■ **Excerpted text**
Fans of aviation or industrial design mourned the retirement of the Concorde in 2003. With it ended for the foreseeable future the brief era of supersonic passenger flight. Its retirement – which had nothing to do with the spectacular, tragic crash of Air France Flight 4590 in 2000 and everything to do with the plane's astronomical per-passenger cost to operate – was the first nod to economic reality in its history. The Concorde never made economic sense; it was finished as a matter of political and nationalistic pride in France and the UK. A textbook example of the sunk costs fallacy – which is now sometimes called the Concorde Fallacy in its honor – its existence was more a matter of 'can' than 'should'.
Flying at twice the speed of sound at 60,000 feet presented some unique challenges aside from the impractical economics. At the beginning of every commercial flight, FAA rules require flight attendants to give you a safety demonstration that you ignore completely; part of it is the infamous oxygen mask with its plastic bag that may or may not inflate (but don't worry, because either way oxygen is still flowing). The supplemental oxygen is there in case of a loss of cabin pressure. A normal jet cruising at 25-30,000 feet can make use of a passive system like this in case of emergency while the pilots descend to a safer altitude. There is very little oxygen or atmospheric pressure at 30,000 feet, so the goal is to give everyone enough oxygen to avoid hypoxia while quickly reaching a more breathable altitude.

■ **Requirements**
A - In the Concorde text, what name is the sunk costs fallacy now sometimes given?
B - Copy the Concorde text word for word between "Fans of aviation" and "of 'can' than 'should'.", inclusive.
C - Proceed with the Concorde text, writing on from its last sentence.
The lines that come next aren't needed for anything here.

■ **Information provided**
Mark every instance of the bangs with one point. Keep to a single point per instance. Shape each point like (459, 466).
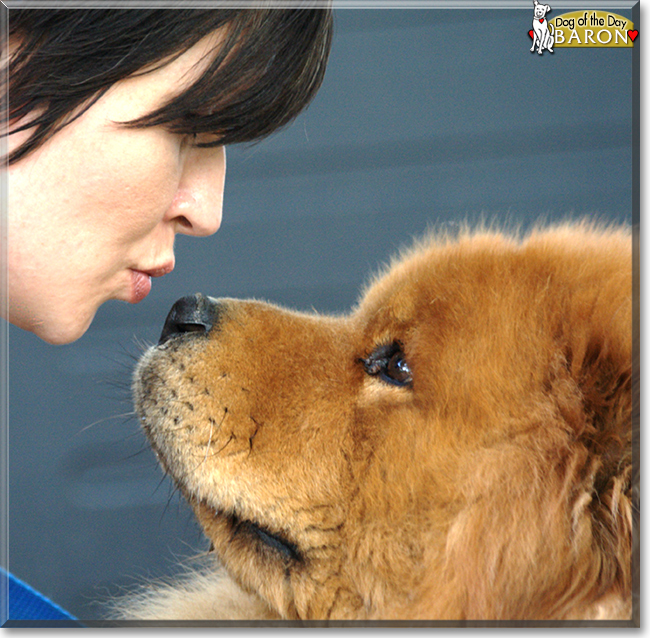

■ **Answers below**
A - The Concorde Fallacy.

B -
Fans of aviation or industrial design mourned the retirement of the Concorde in 2003. With it ended for the foreseeable future the brief era of supersonic passenger flight. Its retirement – which had nothing to do with the spectacular, tragic crash of Air France Flight 4590 in 2000 and everything to do with the plane's astronomical per-passenger cost to operate – was the first nod to economic reality in its history. The Concorde never made economic sense; it was finished as a matter of political and nationalistic pride in France and the UK. A textbook example of the sunk costs fallacy – which is now sometimes called the Concorde Fallacy in its honor – its existence was more a matter of 'can' than 'should'.

C -
But at 60,000 feet in the Concorde the engineers discovered that the mask-and-baggie system doesn't work. The air is too thin and the pressure too weak at that altitude. In the event of a loss of cabin pressure, the air at that altitude would be so thin that you couldn't even inhale well enough to stay conscious. The only way to ensure adequate oxygen would be to uses a positive pressure device like a CPAP (similar to what people with sleep apnea use). Installing one for each of 100 passengers in the Concorde was totally impractical in terms of cost and weight.
Instead, they installed a positive-pressure system in the cockpit with fighter pilot-style oxygen masks to ensure that the flight crew would be OK. Then they calculated what is known as the "time of useful consciousness" (TOC) at 60,000 feet – how long it will take the average human to pass out or lose the ability to perform basic tasks. Given the impossibility of providing an oxygen system for every passenger, the engineers decided that the best solution was to take the TOC and instruct the pilots to dive to a breathable altitude in that amount of time.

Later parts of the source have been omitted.